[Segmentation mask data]
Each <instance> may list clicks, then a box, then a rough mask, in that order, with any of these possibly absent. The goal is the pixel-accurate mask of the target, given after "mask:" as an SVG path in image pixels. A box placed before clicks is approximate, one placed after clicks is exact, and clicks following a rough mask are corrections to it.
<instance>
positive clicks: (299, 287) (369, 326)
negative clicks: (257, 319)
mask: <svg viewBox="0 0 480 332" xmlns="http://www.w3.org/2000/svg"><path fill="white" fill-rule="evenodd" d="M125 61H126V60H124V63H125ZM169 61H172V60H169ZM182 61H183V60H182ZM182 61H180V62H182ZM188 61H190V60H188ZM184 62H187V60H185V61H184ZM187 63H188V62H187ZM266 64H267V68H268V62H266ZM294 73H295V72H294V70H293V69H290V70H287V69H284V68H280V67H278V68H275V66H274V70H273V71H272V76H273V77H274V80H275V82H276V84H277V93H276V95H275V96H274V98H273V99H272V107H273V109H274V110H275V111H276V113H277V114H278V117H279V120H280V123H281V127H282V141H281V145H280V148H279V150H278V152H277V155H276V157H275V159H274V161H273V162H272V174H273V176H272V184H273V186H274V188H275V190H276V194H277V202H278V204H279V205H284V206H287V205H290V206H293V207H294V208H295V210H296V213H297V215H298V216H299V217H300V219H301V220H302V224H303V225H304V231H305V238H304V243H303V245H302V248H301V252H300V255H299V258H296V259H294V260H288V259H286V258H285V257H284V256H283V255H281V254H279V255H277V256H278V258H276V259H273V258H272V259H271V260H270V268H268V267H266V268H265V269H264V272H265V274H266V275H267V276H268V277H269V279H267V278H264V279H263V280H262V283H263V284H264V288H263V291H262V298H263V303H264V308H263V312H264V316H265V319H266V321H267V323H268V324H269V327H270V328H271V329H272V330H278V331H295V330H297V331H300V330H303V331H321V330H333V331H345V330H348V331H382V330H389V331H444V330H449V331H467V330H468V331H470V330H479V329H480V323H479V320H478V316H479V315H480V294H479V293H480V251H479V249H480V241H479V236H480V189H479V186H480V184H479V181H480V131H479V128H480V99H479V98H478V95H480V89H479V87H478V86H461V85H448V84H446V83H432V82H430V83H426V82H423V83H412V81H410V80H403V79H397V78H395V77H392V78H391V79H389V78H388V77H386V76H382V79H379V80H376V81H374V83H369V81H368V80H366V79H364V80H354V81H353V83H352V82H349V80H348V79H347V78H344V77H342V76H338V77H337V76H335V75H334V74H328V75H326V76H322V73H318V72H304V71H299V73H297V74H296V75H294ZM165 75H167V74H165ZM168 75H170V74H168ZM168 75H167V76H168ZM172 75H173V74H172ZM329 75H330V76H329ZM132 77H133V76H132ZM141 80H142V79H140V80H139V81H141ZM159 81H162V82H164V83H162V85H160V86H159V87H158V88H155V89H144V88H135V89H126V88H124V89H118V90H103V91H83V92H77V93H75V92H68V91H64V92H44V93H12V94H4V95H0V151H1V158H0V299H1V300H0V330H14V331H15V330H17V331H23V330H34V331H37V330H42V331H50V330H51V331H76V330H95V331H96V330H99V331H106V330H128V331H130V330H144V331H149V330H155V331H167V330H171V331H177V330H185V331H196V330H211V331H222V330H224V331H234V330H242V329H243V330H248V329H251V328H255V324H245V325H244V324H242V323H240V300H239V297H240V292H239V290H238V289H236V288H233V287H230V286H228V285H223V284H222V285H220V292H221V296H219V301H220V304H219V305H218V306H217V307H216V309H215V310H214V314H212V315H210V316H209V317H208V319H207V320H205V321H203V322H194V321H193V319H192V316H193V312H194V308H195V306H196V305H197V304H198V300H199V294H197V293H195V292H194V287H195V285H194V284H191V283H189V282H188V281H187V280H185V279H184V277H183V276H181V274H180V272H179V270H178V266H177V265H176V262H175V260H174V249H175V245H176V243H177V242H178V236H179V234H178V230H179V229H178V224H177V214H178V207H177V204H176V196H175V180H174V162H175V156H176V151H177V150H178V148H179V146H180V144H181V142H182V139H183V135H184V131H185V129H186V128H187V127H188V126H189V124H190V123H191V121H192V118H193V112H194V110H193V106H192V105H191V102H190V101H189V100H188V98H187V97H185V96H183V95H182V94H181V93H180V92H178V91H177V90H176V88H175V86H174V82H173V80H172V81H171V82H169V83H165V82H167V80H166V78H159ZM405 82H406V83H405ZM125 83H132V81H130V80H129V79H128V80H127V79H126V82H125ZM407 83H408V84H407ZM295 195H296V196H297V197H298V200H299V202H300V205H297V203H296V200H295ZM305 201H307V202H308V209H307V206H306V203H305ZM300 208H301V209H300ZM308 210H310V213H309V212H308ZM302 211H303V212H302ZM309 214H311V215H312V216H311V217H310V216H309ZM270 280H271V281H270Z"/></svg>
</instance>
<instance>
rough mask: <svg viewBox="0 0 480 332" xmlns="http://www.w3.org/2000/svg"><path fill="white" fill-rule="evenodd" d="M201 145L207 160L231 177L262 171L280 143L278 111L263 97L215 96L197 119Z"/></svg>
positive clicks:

The task = Reproduce the lines of the items above, unchanged, from their beginning through the line containing "negative clicks: (257, 319)".

Response to the exercise =
Each <instance> may list clicks, then a box, then a rough mask, in that order, with any of these possibly absent. The goal is the pixel-accurate mask of the target, given after "mask:" as an SVG path in image pixels. A box placed before clicks is approximate, one placed after clicks is exact, and clicks following a rough mask are corrections to it.
<instance>
positive clicks: (299, 287) (369, 326)
negative clicks: (257, 319)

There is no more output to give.